Restate the full set of records exactly, word for word.
***** Recorded data
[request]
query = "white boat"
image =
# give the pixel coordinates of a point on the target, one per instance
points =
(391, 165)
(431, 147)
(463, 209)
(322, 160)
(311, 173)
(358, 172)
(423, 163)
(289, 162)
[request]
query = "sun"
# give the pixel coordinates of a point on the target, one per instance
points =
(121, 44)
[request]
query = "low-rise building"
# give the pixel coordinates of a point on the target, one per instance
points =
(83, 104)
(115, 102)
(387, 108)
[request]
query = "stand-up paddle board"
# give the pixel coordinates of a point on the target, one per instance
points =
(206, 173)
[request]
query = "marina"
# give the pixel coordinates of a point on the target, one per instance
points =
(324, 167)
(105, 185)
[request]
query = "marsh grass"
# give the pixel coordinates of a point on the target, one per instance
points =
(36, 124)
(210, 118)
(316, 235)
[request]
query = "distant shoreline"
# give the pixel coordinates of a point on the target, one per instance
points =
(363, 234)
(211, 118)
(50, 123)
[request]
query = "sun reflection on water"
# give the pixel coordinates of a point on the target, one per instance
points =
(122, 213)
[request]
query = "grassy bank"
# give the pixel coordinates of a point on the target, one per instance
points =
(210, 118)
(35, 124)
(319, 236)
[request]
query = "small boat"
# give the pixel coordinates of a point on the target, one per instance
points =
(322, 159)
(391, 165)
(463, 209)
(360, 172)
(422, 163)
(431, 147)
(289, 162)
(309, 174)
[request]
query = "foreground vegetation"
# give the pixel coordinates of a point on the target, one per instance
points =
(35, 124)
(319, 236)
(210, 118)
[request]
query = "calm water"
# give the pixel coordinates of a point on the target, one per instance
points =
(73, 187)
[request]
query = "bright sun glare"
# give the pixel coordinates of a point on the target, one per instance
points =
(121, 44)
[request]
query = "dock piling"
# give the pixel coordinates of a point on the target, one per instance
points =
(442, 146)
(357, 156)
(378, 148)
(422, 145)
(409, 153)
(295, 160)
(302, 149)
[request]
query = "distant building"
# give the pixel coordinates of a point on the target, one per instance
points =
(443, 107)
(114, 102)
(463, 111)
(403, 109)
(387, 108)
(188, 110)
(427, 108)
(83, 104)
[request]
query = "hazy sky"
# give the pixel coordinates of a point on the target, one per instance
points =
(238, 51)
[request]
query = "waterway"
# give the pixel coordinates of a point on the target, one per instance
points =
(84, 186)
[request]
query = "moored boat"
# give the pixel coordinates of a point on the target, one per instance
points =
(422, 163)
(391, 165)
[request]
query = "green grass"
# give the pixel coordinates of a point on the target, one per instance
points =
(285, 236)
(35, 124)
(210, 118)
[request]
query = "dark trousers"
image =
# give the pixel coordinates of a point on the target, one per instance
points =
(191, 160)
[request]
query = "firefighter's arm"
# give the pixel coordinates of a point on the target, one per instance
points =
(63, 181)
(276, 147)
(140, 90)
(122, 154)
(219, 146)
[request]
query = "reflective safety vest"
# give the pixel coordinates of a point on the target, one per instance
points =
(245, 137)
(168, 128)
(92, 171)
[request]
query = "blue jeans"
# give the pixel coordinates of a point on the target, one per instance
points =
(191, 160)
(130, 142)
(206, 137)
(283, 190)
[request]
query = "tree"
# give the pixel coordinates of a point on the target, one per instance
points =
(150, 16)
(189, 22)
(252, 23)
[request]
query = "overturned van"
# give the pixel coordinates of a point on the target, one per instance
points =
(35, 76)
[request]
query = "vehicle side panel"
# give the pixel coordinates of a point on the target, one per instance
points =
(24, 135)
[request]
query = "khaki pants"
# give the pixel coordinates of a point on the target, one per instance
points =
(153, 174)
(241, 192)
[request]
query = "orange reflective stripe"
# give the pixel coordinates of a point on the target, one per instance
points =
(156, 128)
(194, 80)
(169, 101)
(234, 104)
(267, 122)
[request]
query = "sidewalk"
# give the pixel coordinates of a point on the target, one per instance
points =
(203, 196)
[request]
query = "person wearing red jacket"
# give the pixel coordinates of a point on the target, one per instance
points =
**********
▸ Task result
[request]
query = "white boat"
image =
# give the pixel coordinates of a point on the target, one per instance
points =
(391, 165)
(431, 147)
(463, 209)
(322, 160)
(311, 173)
(358, 172)
(423, 163)
(289, 162)
[request]
query = "sun"
# give the pixel coordinates of a point on the target, one per instance
points =
(121, 44)
[request]
query = "low-rise building"
# give the pixel coordinates of a point on the target, one per instance
points =
(83, 104)
(115, 102)
(387, 108)
[request]
query = "stand-up paddle board"
# give the pixel coordinates of a point on the target, one per instance
points =
(206, 173)
[request]
query = "marina"
# give the pixel coordinates of a point on the target, one per instance
points =
(324, 167)
(105, 185)
[request]
query = "marsh grass"
# give the pixel coordinates of a point on the target, one per instance
points =
(36, 124)
(210, 118)
(316, 235)
[request]
query = "distant shoreline"
# give the pixel coordinates of a point on the target, one per instance
points =
(363, 234)
(211, 118)
(50, 123)
[request]
query = "sun reflection on water"
# give the pixel coordinates of a point on the target, one per instance
points =
(122, 213)
[request]
query = "grassy bank"
# give the pixel coordinates of a point on the target, one per instance
points =
(210, 118)
(35, 124)
(319, 236)
[request]
query = "small boat"
# give the pixel coordinates of a point on the target, one per instance
points =
(322, 159)
(391, 165)
(463, 209)
(360, 172)
(422, 163)
(431, 147)
(289, 162)
(309, 174)
[request]
query = "foreground vegetation"
# give the pixel coordinates of a point on the target, one per instance
points =
(35, 124)
(319, 236)
(210, 118)
[request]
query = "calm water"
# give the pixel coordinates of a point on the target, one per instance
points =
(73, 187)
[request]
query = "bright sun glare"
# give the pixel coordinates of a point on the target, one per instance
points =
(121, 44)
[request]
query = "dock piling"
# give the pixel coordinates of a point on the target, one per instance
points =
(442, 146)
(357, 156)
(378, 148)
(422, 145)
(409, 153)
(295, 160)
(302, 149)
[request]
query = "distant building"
# give the pixel coordinates of a point on the target, one per instance
points =
(443, 107)
(114, 102)
(463, 111)
(403, 109)
(387, 108)
(188, 110)
(427, 108)
(83, 104)
[request]
query = "hazy sky"
# give the pixel coordinates of a point on the target, one per instance
points =
(238, 51)
[request]
query = "waterway"
# give the pixel coordinates of a point on the target, one per instance
points =
(84, 186)
[request]
query = "moored boat"
# give the pixel coordinates of a point on the target, one per instance
points =
(422, 163)
(391, 165)
[request]
query = "green grass"
# give the pixel coordinates of a point on the target, one per instance
points =
(285, 236)
(35, 124)
(210, 118)
[request]
query = "dark trousers"
image =
# give the pixel coordinates of a point on the target, one per instance
points =
(191, 160)
[request]
query = "firefighter's arm"
# give the pixel coordinates of a point on the target, one per instance
points =
(63, 181)
(276, 147)
(140, 90)
(122, 154)
(219, 146)
[request]
query = "reflective safety vest"
# give the pixel coordinates of a point on the target, one per instance
points =
(245, 137)
(168, 128)
(92, 171)
[request]
query = "blue jeans"
# give the pixel coordinates of a point on the target, one per instance
points =
(191, 160)
(130, 142)
(206, 137)
(283, 190)
[request]
query = "tree"
# give the pixel coordinates of a point on the target, one per instance
points =
(150, 16)
(189, 22)
(252, 23)
[request]
query = "overturned van"
# give the pixel coordinates of a point on the target, one per instance
points =
(35, 76)
[request]
query = "vehicle side panel"
# give the pixel coordinates of a point on the target, one per instance
points =
(24, 135)
[request]
query = "khaki pants"
# give the pixel coordinates of a point on the target, one per instance
points =
(153, 174)
(241, 192)
[request]
query = "orange reflective stripe"
# give the pixel coordinates of a point on the target, one per instance
points =
(156, 128)
(194, 80)
(169, 101)
(234, 104)
(267, 122)
[request]
query = "sidewalk"
# give the pixel coordinates of a point on the target, one per instance
points =
(203, 196)
[request]
query = "person wearing red jacket"
# give the pixel coordinates of a point on the target, one per instance
points =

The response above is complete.